TANTANGAN 1 -
Menurut teks sumber, di bagian rumah mana kedua cicak itu bertarung?
TANTANGAN 2 -
Tentukan apakah setiap pernyataan berikut sesuai dengan teks sumber. Jawab ya atau tidak dan kutip kata-kata penentunya dari teks sumber apa adanya.
(a) Penutur dan ayahnya duduk berjauhan.
(b) Kedua cicak yang bertarung memiliki ukuran tubuh yang berbeda.
(c) Penutur membaca koran tentang olahraga lari.
TANTANGAN 3 -
Tolong salin persis bagian teks sumber yang dimulai dengan "Saat sibuk membaca, terdengar" dan berlanjut hingga "terlihat tak berdaya.".

Cicak berantem |
Suasana meriah khas Lebaran sudah lewat. Aktivitas
keluarga kami sudah kembali seperti hari biasa. Aku dan ayah, meski duduk
bersebelahan, ternyata satu sama lain sibuk dengan bacaan masing-masing. Malam
itu, dia kembali membuka halaman koran yang menyajikan ulasan tentang olahraga
lari. Sesekali dia berdecak tidak percaya karena sarana penunjang olah raga
lari, yang konon olah raga paling murah, ternyata sampai puluhan juta rupiah.
Sementara aku, asyik sendiri dengan majalah bulanan yang lama jadi favoritku.
Saat sibuk membaca, terdengar suara cicak
berantem. Ada dua cicak yang bertarung di plafon ruang tamu kami. Pertarungan
yang sepertinya tidak imbang, mengingat ukuran tubuh mereka berbeda. Hingga
beberapa menit kemudian, cicak yang berukuran kecil sudah terlihat tak berdaya.

DATA -
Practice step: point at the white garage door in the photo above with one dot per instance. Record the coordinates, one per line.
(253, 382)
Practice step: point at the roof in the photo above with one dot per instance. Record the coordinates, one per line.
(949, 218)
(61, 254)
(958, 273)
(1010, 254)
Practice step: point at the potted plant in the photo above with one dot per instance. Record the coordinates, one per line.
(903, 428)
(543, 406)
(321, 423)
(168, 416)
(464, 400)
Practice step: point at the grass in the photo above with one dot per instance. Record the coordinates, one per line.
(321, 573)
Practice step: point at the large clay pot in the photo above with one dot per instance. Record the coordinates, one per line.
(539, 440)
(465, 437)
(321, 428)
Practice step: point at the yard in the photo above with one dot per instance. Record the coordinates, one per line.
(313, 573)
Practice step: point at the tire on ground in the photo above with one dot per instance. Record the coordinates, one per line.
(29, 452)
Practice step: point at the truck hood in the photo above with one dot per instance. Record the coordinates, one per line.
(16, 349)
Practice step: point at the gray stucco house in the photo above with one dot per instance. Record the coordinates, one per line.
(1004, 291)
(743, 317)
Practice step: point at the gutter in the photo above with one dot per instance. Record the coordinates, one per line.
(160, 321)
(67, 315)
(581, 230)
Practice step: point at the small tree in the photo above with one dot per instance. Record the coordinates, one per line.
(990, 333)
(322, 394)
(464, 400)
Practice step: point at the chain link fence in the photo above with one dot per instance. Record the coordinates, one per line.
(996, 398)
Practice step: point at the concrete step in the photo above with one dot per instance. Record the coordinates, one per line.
...
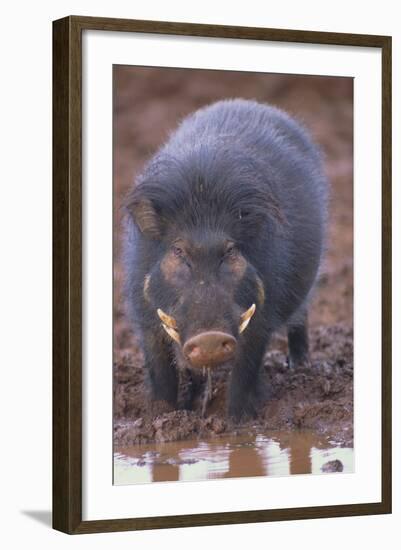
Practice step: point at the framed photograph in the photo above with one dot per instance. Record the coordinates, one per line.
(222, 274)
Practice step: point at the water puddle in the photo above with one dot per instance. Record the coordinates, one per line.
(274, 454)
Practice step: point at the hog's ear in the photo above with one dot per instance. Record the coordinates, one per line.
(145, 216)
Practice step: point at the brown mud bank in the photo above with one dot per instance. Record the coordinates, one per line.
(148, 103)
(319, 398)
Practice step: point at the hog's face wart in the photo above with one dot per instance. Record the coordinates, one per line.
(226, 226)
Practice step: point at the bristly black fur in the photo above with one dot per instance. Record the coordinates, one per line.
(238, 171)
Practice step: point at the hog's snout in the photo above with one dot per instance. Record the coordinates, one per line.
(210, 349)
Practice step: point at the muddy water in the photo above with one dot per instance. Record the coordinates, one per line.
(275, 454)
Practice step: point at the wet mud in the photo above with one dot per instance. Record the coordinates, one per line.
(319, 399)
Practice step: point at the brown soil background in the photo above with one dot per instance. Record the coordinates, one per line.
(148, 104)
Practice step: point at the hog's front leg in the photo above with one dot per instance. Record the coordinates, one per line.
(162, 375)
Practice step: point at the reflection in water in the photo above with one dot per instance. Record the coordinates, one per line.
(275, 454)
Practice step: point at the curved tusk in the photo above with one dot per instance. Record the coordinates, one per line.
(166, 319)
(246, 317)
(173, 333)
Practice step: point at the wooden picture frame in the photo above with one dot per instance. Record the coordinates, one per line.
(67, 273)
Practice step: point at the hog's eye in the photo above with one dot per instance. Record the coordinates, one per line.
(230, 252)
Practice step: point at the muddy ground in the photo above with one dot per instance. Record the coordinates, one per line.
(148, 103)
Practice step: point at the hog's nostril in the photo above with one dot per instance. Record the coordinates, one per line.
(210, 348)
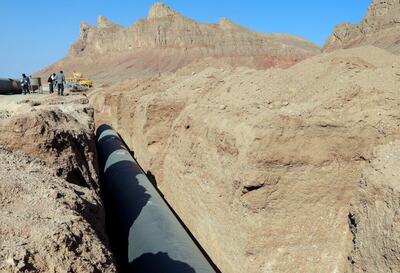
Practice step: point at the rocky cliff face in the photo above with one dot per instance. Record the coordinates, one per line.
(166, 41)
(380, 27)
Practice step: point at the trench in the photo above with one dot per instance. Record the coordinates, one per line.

JAWABAN 1 -
Di plafon ruang tamu.

JAWABAN 2 -
(a) Tidak: "Aku dan ayah, meski duduk bersebelahan"
(b) Ya: "mengingat ukuran tubuh mereka berbeda"
(c) Tidak: "asyik sendiri dengan majalah bulanan yang lama jadi favoritku"

JAWABAN 3 -
Saat sibuk membaca, terdengar suara cicak
berantem. Ada dua cicak yang bertarung di plafon ruang tamu kami. Pertarungan
yang sepertinya tidak imbang, mengingat ukuran tubuh mereka berbeda. Hingga
beberapa menit kemudian, cicak yang berukuran kecil sudah terlihat tak berdaya.